# [Instructions to follow]
Format the entries below, from the line with "Please annotate the man in white" to the line with "<point>298,52</point>", as a two-column CSV with the headers text and answer. Give one row per entry, with its text and its answer each in a single quoted field and line breaks replaced by spaces.

+++ Material for this task +++

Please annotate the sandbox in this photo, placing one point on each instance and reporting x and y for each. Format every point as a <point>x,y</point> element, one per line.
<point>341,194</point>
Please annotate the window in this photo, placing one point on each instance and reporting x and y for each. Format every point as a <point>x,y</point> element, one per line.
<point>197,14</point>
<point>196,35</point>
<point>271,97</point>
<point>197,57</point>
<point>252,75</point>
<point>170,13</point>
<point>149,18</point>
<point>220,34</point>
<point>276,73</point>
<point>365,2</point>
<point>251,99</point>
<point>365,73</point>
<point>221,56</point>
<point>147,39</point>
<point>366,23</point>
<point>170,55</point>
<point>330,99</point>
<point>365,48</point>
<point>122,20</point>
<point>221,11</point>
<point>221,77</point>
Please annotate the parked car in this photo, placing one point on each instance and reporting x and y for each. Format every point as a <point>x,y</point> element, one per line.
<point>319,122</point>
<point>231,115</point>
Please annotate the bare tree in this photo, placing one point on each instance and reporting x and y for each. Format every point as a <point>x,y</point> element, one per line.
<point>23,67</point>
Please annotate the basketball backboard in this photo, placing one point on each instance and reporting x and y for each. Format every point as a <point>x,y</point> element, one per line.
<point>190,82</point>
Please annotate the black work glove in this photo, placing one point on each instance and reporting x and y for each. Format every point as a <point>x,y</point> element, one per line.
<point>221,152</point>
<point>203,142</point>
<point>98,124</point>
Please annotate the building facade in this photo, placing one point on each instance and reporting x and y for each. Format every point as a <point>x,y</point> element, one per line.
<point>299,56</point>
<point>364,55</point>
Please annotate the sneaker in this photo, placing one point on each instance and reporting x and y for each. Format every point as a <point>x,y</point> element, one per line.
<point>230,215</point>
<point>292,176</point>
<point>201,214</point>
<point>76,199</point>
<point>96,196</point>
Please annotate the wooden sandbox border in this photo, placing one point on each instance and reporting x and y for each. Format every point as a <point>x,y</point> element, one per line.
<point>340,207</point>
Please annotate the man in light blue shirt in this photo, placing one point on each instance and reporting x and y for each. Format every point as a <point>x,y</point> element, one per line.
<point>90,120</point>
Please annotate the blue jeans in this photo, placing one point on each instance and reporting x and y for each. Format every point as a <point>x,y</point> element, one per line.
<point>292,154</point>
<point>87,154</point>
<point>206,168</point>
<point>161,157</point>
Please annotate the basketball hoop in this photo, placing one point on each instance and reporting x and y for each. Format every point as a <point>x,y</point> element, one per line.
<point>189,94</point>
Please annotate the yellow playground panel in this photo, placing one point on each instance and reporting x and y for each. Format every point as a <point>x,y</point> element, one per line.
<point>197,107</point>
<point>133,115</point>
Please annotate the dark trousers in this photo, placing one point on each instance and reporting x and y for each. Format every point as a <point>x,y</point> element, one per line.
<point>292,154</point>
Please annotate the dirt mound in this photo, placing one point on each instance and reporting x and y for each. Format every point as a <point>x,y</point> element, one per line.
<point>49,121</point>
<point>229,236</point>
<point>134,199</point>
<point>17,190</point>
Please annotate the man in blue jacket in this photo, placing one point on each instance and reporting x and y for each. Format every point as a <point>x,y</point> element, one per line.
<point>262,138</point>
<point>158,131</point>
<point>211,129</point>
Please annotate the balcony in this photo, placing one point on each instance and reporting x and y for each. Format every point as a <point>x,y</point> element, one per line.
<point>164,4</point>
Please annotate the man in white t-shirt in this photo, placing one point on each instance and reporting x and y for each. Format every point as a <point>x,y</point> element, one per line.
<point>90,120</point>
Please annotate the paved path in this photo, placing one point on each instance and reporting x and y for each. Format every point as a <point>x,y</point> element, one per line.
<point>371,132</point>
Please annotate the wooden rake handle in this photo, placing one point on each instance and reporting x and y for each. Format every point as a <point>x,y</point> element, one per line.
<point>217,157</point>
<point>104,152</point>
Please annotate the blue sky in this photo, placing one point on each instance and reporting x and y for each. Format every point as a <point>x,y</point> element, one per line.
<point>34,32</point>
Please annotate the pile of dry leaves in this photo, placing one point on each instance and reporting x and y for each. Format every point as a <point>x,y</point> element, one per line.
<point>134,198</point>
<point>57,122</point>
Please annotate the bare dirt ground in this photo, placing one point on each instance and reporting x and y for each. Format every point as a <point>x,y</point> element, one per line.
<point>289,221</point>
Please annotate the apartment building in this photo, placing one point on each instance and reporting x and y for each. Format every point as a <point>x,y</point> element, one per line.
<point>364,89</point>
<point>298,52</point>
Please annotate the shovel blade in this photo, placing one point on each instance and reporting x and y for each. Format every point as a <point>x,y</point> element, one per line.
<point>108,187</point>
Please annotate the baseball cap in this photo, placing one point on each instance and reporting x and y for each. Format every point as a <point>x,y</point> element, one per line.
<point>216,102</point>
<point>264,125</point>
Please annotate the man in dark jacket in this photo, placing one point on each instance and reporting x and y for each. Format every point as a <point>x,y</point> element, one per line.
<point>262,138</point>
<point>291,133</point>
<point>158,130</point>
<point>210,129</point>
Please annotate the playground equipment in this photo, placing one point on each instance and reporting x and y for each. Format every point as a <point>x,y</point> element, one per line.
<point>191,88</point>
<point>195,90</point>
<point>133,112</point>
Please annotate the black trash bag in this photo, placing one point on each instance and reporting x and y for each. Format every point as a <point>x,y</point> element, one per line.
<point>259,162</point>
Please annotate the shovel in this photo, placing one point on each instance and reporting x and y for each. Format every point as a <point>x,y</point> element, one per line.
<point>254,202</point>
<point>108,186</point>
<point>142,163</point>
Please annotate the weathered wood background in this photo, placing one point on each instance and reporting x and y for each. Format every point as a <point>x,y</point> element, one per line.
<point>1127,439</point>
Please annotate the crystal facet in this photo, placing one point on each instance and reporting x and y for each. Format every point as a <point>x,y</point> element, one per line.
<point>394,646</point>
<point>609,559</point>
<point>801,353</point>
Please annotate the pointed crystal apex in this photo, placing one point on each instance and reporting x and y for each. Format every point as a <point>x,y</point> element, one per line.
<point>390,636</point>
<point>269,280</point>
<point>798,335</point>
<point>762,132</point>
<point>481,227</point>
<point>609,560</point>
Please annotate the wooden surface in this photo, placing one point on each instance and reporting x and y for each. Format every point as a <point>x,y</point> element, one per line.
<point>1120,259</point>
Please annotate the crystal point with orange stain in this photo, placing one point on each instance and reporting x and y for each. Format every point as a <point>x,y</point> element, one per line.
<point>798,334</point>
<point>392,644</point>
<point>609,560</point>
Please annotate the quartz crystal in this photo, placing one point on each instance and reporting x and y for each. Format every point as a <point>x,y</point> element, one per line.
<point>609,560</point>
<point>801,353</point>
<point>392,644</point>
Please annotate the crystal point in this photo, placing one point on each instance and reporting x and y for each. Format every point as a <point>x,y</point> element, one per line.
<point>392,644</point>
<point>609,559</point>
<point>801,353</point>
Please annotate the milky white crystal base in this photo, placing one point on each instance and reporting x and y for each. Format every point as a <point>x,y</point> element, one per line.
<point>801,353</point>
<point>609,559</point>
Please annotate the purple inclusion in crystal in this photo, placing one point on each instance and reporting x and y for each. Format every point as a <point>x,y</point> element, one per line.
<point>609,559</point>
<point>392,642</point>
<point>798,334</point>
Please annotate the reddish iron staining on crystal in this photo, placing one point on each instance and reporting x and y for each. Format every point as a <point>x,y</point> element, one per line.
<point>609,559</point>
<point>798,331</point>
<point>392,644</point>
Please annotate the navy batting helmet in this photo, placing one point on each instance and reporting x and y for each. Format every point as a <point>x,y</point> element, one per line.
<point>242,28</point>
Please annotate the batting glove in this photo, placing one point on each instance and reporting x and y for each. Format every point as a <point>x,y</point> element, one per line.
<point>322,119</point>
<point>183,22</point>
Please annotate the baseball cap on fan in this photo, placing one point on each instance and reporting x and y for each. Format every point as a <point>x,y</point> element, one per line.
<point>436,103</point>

+++

# [Written answer]
text,answer
"Please annotate the man in white t-shirt in this photo, placing one point on each instance and reporting x and y for each. Format every point as a <point>x,y</point> element, one per line.","<point>90,120</point>"
"Please annotate the paved path in this photo, placing one point on each instance and reporting x and y for each. Format every point as a <point>x,y</point> element, one per line.","<point>371,132</point>"
"Please annotate the wooden rake handle in this photo, placing one point on each instance and reporting x and y for each. Format every point as a <point>x,y</point> element, one per line.","<point>217,157</point> <point>104,152</point>"
"Please annotate the blue sky in this photo, placing one point on each instance and reporting x and y for each. Format every point as a <point>x,y</point> element, one per line.","<point>34,32</point>"
"Please annotate the pile of dry leaves in this photo, placing one point on each instance and reporting x and y for each. Format every point as a <point>x,y</point> element, one per line.","<point>134,198</point> <point>57,122</point>"
"Please annotate the bare dirt ground in this photo, placing one point on each instance and reporting x and y for each. Format every point as a <point>x,y</point> element, one per line.","<point>289,221</point>"
"Please annotate the apartment building in this photo, placing one point on each instance and reporting x and y for each. Format every point as a <point>x,y</point> element, one per line.","<point>364,89</point> <point>298,52</point>"